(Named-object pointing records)
.....

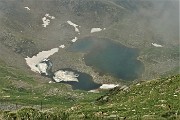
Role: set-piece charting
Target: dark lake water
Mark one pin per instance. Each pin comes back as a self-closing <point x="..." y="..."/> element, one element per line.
<point x="109" y="57"/>
<point x="85" y="81"/>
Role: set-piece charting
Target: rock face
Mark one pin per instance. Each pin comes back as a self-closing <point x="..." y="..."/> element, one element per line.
<point x="45" y="67"/>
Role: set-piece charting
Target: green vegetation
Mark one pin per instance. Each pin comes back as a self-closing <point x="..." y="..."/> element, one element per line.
<point x="153" y="99"/>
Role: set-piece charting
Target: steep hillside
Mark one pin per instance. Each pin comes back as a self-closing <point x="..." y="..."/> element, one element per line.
<point x="133" y="23"/>
<point x="154" y="99"/>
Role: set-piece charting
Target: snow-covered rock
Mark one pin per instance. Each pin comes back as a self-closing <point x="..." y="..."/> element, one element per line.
<point x="46" y="21"/>
<point x="27" y="8"/>
<point x="75" y="39"/>
<point x="35" y="60"/>
<point x="108" y="86"/>
<point x="93" y="30"/>
<point x="62" y="46"/>
<point x="74" y="25"/>
<point x="156" y="45"/>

.....

### What is asked
Turn every line of the entries above into a Markdown table with the columns Row and Line, numbering the rows and skipping blank lines. Leave the pictures out.

### Task solution
| Row | Line |
|---|---|
| 1 | Role: set-piece charting |
| 2 | Target: dark lake water |
| 3 | Mark one pin per instance. Each pin comes back as a self-closing <point x="..." y="..."/> element, one element per line. |
| 4 | <point x="109" y="57"/> |
| 5 | <point x="85" y="81"/> |
| 6 | Role: set-piece charting |
| 7 | Target: rock face |
| 8 | Mark one pin per instance. Each pin comes back as a self-closing <point x="..." y="..."/> element, one element per line. |
| 9 | <point x="45" y="67"/> |
| 10 | Role: set-piece charting |
| 11 | Target: green vegetation |
| 12 | Mark one pin per instance. Each pin comes back as a self-closing <point x="..." y="..."/> element, one element per line. |
| 13 | <point x="153" y="99"/> |
| 14 | Role: set-piece charting |
| 15 | Target: steep hillside |
| 16 | Mark one pin per instance. Each pin comes back as a self-closing <point x="..." y="..."/> element, one element per line. |
| 17 | <point x="133" y="23"/> |
| 18 | <point x="154" y="99"/> |
| 19 | Role: set-piece charting |
| 20 | Target: snow-covered rock |
| 21 | Mark one pin per instance. Each pin comes back as a self-closing <point x="..." y="..."/> element, one element per line. |
| 22 | <point x="46" y="21"/> |
| 23 | <point x="27" y="8"/> |
| 24 | <point x="75" y="39"/> |
| 25 | <point x="35" y="60"/> |
| 26 | <point x="108" y="86"/> |
| 27 | <point x="93" y="30"/> |
| 28 | <point x="62" y="46"/> |
| 29 | <point x="74" y="25"/> |
| 30 | <point x="156" y="45"/> |